== Segment start ==
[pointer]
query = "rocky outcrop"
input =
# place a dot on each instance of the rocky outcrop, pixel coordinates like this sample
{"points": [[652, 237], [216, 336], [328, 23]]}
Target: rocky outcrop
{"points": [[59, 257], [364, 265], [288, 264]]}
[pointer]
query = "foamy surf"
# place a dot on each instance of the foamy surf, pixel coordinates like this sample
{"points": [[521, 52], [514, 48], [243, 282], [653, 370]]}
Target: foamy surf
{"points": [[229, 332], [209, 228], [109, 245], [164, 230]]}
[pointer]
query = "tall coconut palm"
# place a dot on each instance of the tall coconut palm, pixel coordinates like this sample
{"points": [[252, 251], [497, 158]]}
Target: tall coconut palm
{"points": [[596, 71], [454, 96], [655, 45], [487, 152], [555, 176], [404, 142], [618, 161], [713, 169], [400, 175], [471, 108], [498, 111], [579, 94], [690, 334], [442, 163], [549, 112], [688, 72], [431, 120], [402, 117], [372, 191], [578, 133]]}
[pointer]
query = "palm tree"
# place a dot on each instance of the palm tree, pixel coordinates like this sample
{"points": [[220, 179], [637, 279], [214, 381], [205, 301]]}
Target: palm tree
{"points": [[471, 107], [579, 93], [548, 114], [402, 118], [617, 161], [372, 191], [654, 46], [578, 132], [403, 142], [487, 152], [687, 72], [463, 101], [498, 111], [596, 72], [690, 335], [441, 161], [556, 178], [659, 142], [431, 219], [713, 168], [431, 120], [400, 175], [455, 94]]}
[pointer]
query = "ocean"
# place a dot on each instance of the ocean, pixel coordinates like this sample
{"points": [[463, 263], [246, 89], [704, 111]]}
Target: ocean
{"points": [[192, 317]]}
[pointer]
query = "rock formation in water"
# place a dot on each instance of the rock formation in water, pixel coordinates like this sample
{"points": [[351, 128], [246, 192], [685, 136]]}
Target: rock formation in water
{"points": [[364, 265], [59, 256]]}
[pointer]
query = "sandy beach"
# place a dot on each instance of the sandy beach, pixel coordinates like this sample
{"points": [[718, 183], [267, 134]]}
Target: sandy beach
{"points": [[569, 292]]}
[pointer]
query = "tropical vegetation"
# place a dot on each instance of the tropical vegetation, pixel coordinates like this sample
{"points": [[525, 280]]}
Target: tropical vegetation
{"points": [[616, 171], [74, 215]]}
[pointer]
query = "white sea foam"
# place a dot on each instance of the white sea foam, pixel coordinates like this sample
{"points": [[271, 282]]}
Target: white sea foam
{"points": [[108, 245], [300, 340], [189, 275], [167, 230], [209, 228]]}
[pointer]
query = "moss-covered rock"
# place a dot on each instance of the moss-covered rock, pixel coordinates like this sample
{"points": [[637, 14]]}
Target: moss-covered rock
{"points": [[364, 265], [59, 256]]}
== Segment end ==
* [Task requirements] Retype the listing in full, keeping every word as it appears.

* [Solved exercise]
[pointer]
query = "rocky outcrop"
input =
# place a dot on each instance of the rocky outcrop, pixel coordinates like this sample
{"points": [[652, 237], [216, 336], [328, 23]]}
Target: rocky outcrop
{"points": [[59, 257], [364, 265], [288, 264]]}
[pointer]
query = "foamy surf"
# place a dot on each instance of the foamy surf, pixel coordinates like this sample
{"points": [[521, 52], [514, 48], [243, 282], [653, 370]]}
Target: foamy surf
{"points": [[229, 332], [209, 228], [109, 245], [164, 230]]}
[pointer]
query = "tall coconut palm"
# place a dot on each instance of the tall coconut palm, pixel coordinates like this sample
{"points": [[252, 251], [497, 158]]}
Target: tall coconut palm
{"points": [[596, 71], [454, 96], [655, 45], [487, 152], [555, 176], [404, 142], [618, 161], [713, 169], [400, 175], [471, 108], [498, 111], [579, 94], [690, 334], [442, 163], [549, 112], [688, 72], [431, 120], [402, 117], [372, 191], [578, 133]]}
[pointer]
query = "palm tree"
# place a dot on each instance of the palm tree, pixel coordinates like this sample
{"points": [[220, 179], [637, 279], [214, 381], [205, 301]]}
Target: palm tree
{"points": [[471, 107], [579, 93], [548, 114], [402, 118], [617, 161], [372, 191], [654, 46], [578, 132], [403, 142], [487, 152], [687, 72], [463, 101], [498, 111], [596, 72], [690, 335], [441, 161], [556, 178], [659, 142], [431, 219], [713, 168], [431, 120], [400, 175], [455, 94]]}
[pointer]
query = "ocean"
# place a dot on each instance of the ocean, pixel coordinates like this sample
{"points": [[463, 263], [246, 89], [704, 111]]}
Target: ocean
{"points": [[192, 317]]}
[pointer]
query = "rock formation in water"
# place a dot on each instance of the rock formation in water, pixel coordinates like this sample
{"points": [[351, 128], [246, 192], [685, 136]]}
Target: rock formation in water
{"points": [[364, 265], [59, 256]]}
[pointer]
query = "sandy beach"
# place a dot on each instance of the sandy beach, pixel coordinates like this sample
{"points": [[718, 183], [267, 134]]}
Target: sandy beach
{"points": [[569, 292]]}
[pointer]
query = "tropical vegetation"
# place a dot on each instance of the tropical vegetation, pixel coordinates like this sample
{"points": [[525, 280]]}
Target: tropical vegetation
{"points": [[616, 171], [74, 215]]}
[pointer]
query = "white sea foam"
# place a dot on each instance of the white sea foam, pixel coordinates like this sample
{"points": [[271, 282]]}
Target: white sea foam
{"points": [[108, 245], [300, 340], [189, 275], [167, 230], [209, 228]]}
[pointer]
query = "moss-covered rock"
# place a dot on each instance of the moss-covered rock, pixel coordinates like this sample
{"points": [[637, 14]]}
Target: moss-covered rock
{"points": [[364, 265], [59, 256]]}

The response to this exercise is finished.